__PROMPT__
Reproduce the prefix tree post below in full, word for word and with its code intact.

[Start PAGE]

Note that behaviour of createPrefix for word that wasn't in initial array of strings is undefined.
And also statement of problem is somewhat ambiguous. I assume that in examples prefix for "dog" should be "dog" itself, and the same for "dot" and "bear". If it should be empty string then it's possible to create wrapper that will compare result of findPrefix and word itself.

import java.util.LinkedList;
import java.util.ListIterator;

class PrefixTree {
	private final char value;
	private int count;
	private LinkedList <PrefixTree> descendants = new LinkedList <PrefixTree> ();

	public PrefixTree (String[] strs) {
		this.value = '\0';
		count = 0;
		
		for (String str : strs)
			this.addWord (str);
	}
	
	private PrefixTree (char value) {
		this.value = value;
		count = 1;
	}
	
	private void updateDescendants (char[] str, int i) {
		if (i < 0 || i >= str.length)

[End PAGE]
[Start PROVIDED MATERIAL]

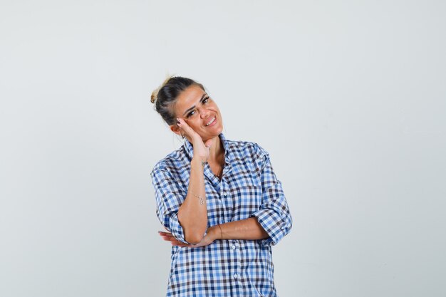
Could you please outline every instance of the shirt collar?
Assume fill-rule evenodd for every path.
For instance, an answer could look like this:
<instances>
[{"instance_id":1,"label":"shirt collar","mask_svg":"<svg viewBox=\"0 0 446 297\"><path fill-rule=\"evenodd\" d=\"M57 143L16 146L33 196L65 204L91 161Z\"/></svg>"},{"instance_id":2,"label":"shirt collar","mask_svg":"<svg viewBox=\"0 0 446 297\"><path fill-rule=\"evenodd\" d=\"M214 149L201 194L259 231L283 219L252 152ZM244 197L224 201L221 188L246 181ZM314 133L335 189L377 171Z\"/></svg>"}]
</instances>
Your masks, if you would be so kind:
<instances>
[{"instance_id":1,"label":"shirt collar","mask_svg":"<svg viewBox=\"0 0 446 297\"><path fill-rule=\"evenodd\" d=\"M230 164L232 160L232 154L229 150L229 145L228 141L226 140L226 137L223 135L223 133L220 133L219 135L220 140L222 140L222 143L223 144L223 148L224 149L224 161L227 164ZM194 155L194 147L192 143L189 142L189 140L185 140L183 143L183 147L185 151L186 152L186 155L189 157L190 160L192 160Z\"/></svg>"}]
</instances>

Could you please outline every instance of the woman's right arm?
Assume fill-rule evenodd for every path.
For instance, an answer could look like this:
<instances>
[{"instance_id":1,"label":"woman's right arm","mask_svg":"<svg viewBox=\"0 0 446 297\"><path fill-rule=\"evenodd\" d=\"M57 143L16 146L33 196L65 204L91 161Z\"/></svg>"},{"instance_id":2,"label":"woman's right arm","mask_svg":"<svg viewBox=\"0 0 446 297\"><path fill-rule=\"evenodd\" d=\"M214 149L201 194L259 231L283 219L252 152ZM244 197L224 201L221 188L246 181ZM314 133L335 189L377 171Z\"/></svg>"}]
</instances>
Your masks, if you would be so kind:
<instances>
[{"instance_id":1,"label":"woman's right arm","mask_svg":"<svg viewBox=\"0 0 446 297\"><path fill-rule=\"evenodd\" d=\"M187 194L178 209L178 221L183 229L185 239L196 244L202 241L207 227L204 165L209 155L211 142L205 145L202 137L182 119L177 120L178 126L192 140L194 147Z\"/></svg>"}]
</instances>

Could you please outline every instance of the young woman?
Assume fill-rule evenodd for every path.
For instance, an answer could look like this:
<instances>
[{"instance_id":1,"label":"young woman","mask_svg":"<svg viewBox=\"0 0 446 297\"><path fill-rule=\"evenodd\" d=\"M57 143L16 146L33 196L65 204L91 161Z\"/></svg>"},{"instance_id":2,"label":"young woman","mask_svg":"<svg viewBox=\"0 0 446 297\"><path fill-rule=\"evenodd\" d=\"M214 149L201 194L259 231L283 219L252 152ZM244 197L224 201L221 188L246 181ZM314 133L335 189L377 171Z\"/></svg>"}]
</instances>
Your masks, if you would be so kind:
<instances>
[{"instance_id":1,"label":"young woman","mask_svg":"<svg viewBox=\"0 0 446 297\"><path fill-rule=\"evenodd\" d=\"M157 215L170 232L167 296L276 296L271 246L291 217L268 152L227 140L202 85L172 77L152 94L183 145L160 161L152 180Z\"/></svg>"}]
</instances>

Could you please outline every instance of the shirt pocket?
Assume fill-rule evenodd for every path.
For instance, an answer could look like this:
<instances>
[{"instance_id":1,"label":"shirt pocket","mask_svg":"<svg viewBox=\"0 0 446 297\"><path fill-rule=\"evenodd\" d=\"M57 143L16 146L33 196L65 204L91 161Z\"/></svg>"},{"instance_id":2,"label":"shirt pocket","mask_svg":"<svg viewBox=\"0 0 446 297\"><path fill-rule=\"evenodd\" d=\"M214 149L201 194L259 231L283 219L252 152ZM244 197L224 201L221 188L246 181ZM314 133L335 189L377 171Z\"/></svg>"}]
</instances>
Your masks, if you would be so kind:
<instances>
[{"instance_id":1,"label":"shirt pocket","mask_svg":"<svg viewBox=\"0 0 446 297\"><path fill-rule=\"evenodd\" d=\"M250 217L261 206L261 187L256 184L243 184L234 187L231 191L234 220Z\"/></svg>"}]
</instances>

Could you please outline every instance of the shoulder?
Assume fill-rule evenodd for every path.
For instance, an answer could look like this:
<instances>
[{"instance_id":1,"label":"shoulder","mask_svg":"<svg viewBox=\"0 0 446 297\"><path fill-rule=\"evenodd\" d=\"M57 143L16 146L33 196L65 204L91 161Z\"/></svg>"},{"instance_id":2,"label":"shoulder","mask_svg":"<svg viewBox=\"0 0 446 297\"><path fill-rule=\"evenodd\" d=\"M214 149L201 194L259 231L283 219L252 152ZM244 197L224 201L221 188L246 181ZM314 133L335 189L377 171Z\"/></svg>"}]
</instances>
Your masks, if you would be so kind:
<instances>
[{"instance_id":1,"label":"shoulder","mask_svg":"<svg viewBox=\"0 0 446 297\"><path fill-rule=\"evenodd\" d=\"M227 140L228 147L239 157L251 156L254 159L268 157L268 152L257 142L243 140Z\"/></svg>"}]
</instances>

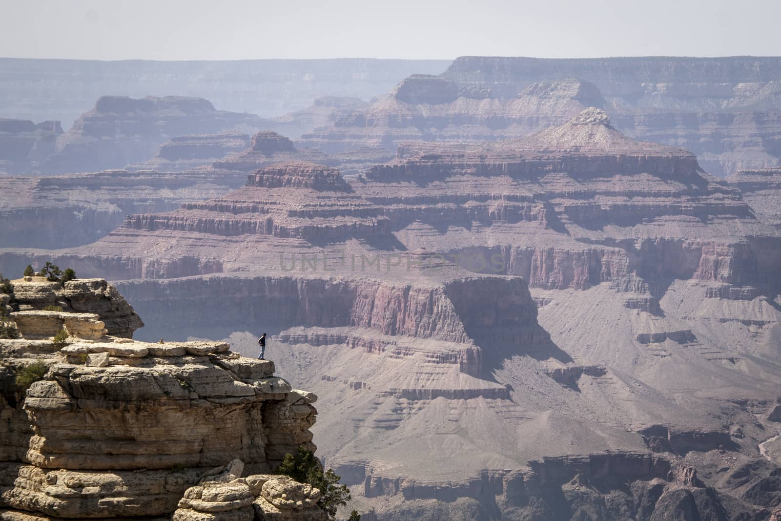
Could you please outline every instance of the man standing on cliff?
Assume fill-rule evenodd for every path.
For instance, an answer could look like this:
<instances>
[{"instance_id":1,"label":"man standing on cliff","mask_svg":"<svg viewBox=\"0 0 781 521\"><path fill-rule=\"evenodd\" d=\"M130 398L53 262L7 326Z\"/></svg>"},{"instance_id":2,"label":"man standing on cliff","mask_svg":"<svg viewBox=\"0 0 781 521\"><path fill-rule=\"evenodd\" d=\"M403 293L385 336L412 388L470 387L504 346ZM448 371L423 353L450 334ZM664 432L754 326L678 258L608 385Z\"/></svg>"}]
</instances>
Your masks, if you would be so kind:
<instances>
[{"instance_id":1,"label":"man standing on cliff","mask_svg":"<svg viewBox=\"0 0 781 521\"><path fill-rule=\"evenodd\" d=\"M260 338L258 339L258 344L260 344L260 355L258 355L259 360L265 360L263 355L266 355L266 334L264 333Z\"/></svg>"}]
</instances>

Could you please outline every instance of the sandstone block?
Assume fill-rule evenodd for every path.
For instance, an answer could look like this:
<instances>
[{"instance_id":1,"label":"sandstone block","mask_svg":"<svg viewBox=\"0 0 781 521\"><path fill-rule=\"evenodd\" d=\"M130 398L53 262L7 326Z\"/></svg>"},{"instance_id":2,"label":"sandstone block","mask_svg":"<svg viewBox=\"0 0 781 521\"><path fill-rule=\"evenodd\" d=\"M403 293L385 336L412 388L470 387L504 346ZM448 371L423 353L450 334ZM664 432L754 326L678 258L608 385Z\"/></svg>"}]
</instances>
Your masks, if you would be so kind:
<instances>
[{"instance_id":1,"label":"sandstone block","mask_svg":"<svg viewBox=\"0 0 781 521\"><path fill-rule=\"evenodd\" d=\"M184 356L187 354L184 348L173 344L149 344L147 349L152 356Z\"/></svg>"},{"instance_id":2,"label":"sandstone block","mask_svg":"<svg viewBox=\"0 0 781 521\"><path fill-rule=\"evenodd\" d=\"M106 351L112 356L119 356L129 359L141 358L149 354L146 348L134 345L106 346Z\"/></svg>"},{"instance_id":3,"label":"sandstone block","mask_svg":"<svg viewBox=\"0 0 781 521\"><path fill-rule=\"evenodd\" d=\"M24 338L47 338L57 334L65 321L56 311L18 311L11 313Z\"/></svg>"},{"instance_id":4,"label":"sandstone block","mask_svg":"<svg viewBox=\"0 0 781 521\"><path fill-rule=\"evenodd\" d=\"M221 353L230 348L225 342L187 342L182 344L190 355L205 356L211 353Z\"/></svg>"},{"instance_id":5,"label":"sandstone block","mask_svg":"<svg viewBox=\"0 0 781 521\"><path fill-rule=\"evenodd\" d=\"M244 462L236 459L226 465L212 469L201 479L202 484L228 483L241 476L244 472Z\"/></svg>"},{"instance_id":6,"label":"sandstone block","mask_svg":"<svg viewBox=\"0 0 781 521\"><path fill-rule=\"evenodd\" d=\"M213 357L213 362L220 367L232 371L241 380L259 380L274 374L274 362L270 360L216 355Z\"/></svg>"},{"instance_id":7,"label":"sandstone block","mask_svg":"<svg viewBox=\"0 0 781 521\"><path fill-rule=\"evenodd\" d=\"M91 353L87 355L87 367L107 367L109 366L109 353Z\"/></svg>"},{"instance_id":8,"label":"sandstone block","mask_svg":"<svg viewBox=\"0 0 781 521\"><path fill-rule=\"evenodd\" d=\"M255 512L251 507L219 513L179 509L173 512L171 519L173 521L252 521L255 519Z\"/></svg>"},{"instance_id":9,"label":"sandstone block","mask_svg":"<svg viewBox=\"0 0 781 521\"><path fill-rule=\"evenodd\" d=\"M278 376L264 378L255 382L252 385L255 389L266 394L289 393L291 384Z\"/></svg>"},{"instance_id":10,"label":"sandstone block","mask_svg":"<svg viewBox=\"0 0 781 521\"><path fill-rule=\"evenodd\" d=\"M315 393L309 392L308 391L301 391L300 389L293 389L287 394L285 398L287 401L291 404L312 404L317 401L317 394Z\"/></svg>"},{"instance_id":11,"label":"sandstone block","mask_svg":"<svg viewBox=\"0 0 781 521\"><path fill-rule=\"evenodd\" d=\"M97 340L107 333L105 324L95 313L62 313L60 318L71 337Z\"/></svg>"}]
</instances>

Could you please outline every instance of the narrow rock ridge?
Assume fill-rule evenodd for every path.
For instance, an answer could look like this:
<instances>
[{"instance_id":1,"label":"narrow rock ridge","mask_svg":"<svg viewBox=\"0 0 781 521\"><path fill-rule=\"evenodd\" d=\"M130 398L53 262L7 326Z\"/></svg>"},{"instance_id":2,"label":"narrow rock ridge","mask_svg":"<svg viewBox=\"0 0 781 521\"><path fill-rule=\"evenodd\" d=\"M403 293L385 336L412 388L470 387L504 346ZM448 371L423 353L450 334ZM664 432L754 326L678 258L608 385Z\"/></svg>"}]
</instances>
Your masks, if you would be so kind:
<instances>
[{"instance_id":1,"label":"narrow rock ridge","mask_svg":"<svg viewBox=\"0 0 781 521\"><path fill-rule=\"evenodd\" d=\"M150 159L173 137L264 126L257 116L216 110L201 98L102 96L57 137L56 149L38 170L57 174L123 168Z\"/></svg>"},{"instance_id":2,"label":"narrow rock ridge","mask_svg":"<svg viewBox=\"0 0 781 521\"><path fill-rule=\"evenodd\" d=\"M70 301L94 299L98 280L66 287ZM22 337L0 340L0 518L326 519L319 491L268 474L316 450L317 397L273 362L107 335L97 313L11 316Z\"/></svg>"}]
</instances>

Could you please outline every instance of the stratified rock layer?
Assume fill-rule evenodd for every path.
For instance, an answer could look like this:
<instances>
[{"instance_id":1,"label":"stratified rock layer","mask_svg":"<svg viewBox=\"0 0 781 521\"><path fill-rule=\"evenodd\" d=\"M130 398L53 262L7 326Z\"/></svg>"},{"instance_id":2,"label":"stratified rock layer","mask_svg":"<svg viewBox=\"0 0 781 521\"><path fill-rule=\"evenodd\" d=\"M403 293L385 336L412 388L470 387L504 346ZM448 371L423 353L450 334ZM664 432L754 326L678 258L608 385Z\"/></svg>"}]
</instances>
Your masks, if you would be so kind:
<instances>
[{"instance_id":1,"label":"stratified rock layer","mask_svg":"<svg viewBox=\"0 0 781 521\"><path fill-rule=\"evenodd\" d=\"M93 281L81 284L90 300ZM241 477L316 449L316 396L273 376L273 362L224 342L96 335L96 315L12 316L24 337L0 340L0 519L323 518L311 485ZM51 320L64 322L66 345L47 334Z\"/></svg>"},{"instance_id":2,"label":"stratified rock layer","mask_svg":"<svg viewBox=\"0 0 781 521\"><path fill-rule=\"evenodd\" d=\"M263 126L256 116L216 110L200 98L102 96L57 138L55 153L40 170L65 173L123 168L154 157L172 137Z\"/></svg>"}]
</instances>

[End PROVIDED MATERIAL]

__IN RESPONSE__
Note that behaviour of createPrefix for word that wasn't in initial array of strings is undefined.
And also statement of problem is somewhat ambiguous. I assume that in examples prefix for "dog" should be "dog" itself, and the same for "dot" and "bear". If it should be empty string then it's possible to create wrapper that will compare result of findPrefix and word itself.

import java.util.LinkedList;
import java.util.ListIterator;

class PrefixTree {
	private final char value;
	private int count;
	private LinkedList <PrefixTree> descendants = new LinkedList <PrefixTree> ();

	public PrefixTree (String[] strs) {
		this.value = '\0';
		count = 0;
		
		for (String str : strs)
			this.addWord (str);
	}
	
	private PrefixTree (char value) {
		this.value = value;
		count = 1;
	}
	
	private void updateDescendants (char[] str, int i) {
		if (i < 0 || i >= str.length)